Legislation includes COVID-19 relief, police and criminal justice reform
RICHMOND, VA—Today, six additional bills introduced by House Democrats were approved by the House of Delegates and will be conveyed to the governor. In total, 19 House Democratic Caucus bills have been passed by both the House and Senate during the 2020 Special Session.
House Democrats’ approved measures will provide COVID-19 relief, make improvements in policing and criminal justice, and build equity throughout the Commonwealth — as outlined in the House Democratic Caucus’ priorities at the start of the Special Session.
House Democratic Leadership released the following statements:
“Today we are one step closer to completing our Special Session and delivering on our pledge to provide a strong response to COVID-19, as well as address police and criminal justice reform,” said Virginia Speaker of the House Eileen Filler-Corn. “I am proud of what the General Assembly has accomplished thus far — we will finish our work and fulfill our promise to Virginians.”
“This legislation is the result of hard work and collaboration among Democrats in both chambers; we share the goal of helping Virginians suffering from COVID-19, financial distress due to the pandemic, and racial inequalities and injustices,” said House Democratic Majority Leader Charniele Herring. “House Democrats seized the opportunity during Special Session to tackle both long-overdue problems and catastrophic new ones, to make Virginia a better place to live, work, and raise a family. We will continue to work together to address the suffering radiating throughout the Commonwealth, during the remainder of the Special Session and in 2021.”
“The House Democratic Caucus listened to our constituents before the Special Session, and we acted. At a time when Virginians are facing crises related to health, the economy, and racial justice, we came together to hear input from experts, advocates, and citizens to legislate carefully and effectively,” said House Democratic Caucus Chair Rip Sullivan. “These are uncertain and unprecedented times, but Virginians can rely on House Democrats to work hard for all Virginians with every bill we pass and every dollar in our balanced budget.”
Here is a summary of the House Democrats’ legislation passed by the General Assembly during Special Session:
- HB 5046 (Adams) Advancing innovations in telehealth.
- HB 5047 (Murphy) Prohibits manufacturers or distributors from selling necessary goods or services at an unconscionable price during a declared state of emergency.
- HB 5048 (Sickles) Mandating transparency requirements for congregate-care facilities during a public health emergency.
- HB 5059 (Willett) Providing certain liability protection for assisted living facilities in relation to COVID-19.
- HB 5087 (Tran) Removing the sunset clause on Virginia’s short-term compensation program (work-sharing) to facilitate eligibility for CARES Act funds.
- HB 5093 (Watts) Granting flexibility in enforcing executive orders through civil penalty. Under current law, the only penalty for such a violation is a Class 1 misdemeanor.
- HB 5113 (Roem) Ensuring local school board participation in the federal Community Eligibility Provision (CEP) no-cost breakfast and lunch program.
- HB 5115 (Price) Protecting housing security for individuals and families negatively impacted by COVID-19.

* _Material shown_
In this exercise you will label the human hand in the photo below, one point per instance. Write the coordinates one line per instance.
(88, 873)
==
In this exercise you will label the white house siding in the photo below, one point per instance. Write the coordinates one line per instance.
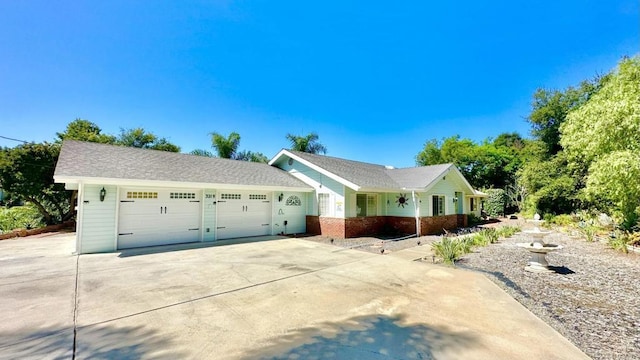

* _To do_
1. Answer each question from the Special Session text.
(a) How many House Democratic Caucus bills have passed both the House and Senate during the 2020 Special Session?
(b) Who is quoted as House Democratic Caucus Chair?
(c) What is the only penalty under current law for violating an executive order, according to the entry for HB 5093?
2. Translate this sentence from the Special Session text into Spanish: "Today, six additional bills introduced by House Democrats were approved by the House of Delegates and will be conveyed to the governor."
The material above is unrelated to the Special Session text and stands on its own.

* _Answer list_
1.
(a) 19
(b) Rip Sullivan
(c) A Class 1 misdemeanor

2. Hoy, seis proyectos de ley adicionales presentados por los demócratas de la Cámara fueron aprobados por la Cámara de Delegados y serán remitidos al gobernador.